▶ Do this: Copy out the listing below word for word, leaving out the pictures.

▶ Recorded data:
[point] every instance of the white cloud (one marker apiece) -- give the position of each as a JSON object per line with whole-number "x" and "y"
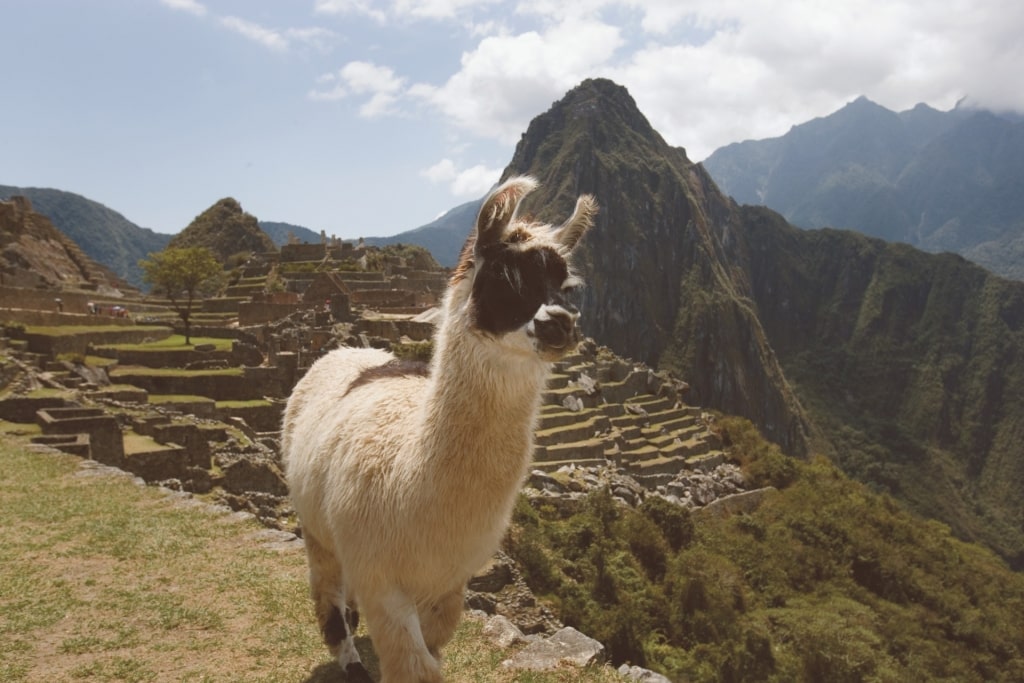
{"x": 706, "y": 72}
{"x": 507, "y": 79}
{"x": 470, "y": 182}
{"x": 401, "y": 9}
{"x": 189, "y": 6}
{"x": 363, "y": 78}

▶ Task response:
[point] every instance of the white cloud (one marker apiece) -- give the position of each as a JSON object per line with whole-number "x" and "y"
{"x": 706, "y": 72}
{"x": 507, "y": 79}
{"x": 470, "y": 182}
{"x": 401, "y": 9}
{"x": 189, "y": 6}
{"x": 363, "y": 78}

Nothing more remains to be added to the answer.